→ **MATERIAL SHOWN**:
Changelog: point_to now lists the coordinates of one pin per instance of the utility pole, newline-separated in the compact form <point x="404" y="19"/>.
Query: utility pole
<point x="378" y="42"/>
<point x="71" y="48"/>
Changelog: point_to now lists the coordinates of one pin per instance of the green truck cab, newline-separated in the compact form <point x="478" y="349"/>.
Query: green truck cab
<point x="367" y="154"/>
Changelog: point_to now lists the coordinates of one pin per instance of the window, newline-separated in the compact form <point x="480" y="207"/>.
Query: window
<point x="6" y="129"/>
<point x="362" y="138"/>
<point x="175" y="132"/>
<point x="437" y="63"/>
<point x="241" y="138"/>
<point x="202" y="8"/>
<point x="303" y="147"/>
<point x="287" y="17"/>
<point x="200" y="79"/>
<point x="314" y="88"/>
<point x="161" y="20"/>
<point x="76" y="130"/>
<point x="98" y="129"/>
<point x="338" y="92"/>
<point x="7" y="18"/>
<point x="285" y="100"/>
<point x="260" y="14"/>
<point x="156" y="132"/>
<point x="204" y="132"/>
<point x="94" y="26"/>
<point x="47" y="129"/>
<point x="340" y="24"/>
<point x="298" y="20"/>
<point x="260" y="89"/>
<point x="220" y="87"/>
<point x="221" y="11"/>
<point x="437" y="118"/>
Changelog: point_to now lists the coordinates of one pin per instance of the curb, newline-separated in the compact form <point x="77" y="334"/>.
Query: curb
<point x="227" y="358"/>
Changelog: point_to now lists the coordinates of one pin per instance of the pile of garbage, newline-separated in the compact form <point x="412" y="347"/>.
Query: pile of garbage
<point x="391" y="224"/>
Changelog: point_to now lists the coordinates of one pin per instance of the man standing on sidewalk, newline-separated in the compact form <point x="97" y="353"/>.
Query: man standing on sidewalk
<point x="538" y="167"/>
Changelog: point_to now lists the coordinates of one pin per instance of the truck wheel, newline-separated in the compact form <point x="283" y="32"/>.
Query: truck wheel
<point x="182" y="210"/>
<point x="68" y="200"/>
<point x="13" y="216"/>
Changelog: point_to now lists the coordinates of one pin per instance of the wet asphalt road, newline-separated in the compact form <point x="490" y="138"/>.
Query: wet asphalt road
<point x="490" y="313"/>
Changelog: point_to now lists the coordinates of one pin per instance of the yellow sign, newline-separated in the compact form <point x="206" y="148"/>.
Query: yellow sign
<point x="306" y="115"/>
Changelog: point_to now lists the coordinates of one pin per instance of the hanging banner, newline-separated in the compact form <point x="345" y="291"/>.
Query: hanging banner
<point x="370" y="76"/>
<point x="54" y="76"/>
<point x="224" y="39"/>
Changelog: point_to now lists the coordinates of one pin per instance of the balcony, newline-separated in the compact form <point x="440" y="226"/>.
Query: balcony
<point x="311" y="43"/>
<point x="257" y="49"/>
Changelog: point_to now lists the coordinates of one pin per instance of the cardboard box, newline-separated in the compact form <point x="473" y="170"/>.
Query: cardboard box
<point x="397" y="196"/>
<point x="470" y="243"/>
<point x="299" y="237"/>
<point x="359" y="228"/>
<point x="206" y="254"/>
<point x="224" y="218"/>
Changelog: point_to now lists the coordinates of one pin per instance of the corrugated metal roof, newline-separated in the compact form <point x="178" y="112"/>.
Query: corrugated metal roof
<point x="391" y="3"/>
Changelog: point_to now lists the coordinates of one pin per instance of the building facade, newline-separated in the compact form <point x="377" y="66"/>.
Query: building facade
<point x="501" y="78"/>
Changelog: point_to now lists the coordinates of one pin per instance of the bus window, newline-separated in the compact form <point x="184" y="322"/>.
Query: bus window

→ **PROBLEM DESCRIPTION**:
Give the material above again, word for word.

→ **FINAL RESULT**:
Changelog: point_to now lists the coordinates of one pin per instance of the utility pole, newline-separated in the compact form <point x="404" y="19"/>.
Query: utility pole
<point x="378" y="42"/>
<point x="71" y="48"/>
Changelog: point_to now lists the coordinates of one pin per instance of the green truck cab, newline-separated in the compact form <point x="478" y="349"/>.
Query: green truck cab
<point x="367" y="154"/>
Changelog: point_to now lists the coordinates of one pin per instance of the window, newline-separated in the compact form <point x="480" y="207"/>.
Query: window
<point x="6" y="129"/>
<point x="362" y="138"/>
<point x="175" y="132"/>
<point x="437" y="63"/>
<point x="241" y="138"/>
<point x="202" y="8"/>
<point x="303" y="147"/>
<point x="287" y="17"/>
<point x="200" y="79"/>
<point x="314" y="88"/>
<point x="161" y="20"/>
<point x="76" y="130"/>
<point x="98" y="129"/>
<point x="338" y="92"/>
<point x="7" y="18"/>
<point x="285" y="100"/>
<point x="260" y="14"/>
<point x="156" y="132"/>
<point x="204" y="132"/>
<point x="94" y="26"/>
<point x="47" y="129"/>
<point x="340" y="24"/>
<point x="298" y="20"/>
<point x="260" y="89"/>
<point x="220" y="87"/>
<point x="221" y="11"/>
<point x="437" y="118"/>
Changelog: point_to now lists the coordinates of one pin per instance of the curb, newline-separated in the compact form <point x="77" y="334"/>.
Query: curb
<point x="227" y="358"/>
Changelog: point_to now lists the coordinates of one pin per instance of the pile of garbage, newline-separated in the compact form <point x="412" y="347"/>.
Query: pile of garbage
<point x="391" y="224"/>
Changelog: point_to now lists the coordinates of one pin per instance of the man standing on sidewalk, newline-separated in the compact form <point x="97" y="353"/>.
Query: man standing on sidewalk
<point x="538" y="167"/>
Changelog: point_to now lists the coordinates of one pin per instance of the truck wheel, newline-separated in the compact form <point x="283" y="32"/>.
Query: truck wheel
<point x="182" y="210"/>
<point x="68" y="200"/>
<point x="13" y="216"/>
Changelog: point_to now lists the coordinates of one pin per instance of the wet asphalt road, newline-separated in the compact form <point x="490" y="138"/>.
Query: wet asphalt road
<point x="490" y="313"/>
Changelog: point_to now lists the coordinates of one pin per instance of the yellow sign, newline-separated in the compact form <point x="206" y="148"/>.
Query: yellow sign
<point x="306" y="115"/>
Changelog: point_to now lists the coordinates of one pin per instance of the hanging banner, newline-separated in the compact form <point x="345" y="291"/>.
Query: hanging banner
<point x="370" y="76"/>
<point x="54" y="76"/>
<point x="224" y="39"/>
Changelog: point_to now lists the coordinates of one pin per instance of the balcony, newline-separated in the compact form <point x="440" y="226"/>.
Query: balcony
<point x="311" y="43"/>
<point x="257" y="49"/>
Changelog: point_to now lists the coordinates of one pin per instance of the cardboard box, newline-separated in the compact form <point x="473" y="170"/>.
Query: cardboard box
<point x="397" y="196"/>
<point x="470" y="243"/>
<point x="299" y="237"/>
<point x="359" y="228"/>
<point x="206" y="254"/>
<point x="224" y="218"/>
Changelog: point_to now lists the coordinates of one pin per instance of the corrugated metal roof, newline-separated in the compact form <point x="178" y="112"/>.
Query: corrugated metal roof
<point x="391" y="3"/>
Changelog: point_to now lists the coordinates of one pin per instance of the building facade, newline-separated in the compact form <point x="377" y="66"/>.
Query: building facade
<point x="501" y="78"/>
Changelog: point_to now lists the coordinates of one pin per instance of the bus window, newline-separated in the compact form <point x="184" y="322"/>.
Query: bus window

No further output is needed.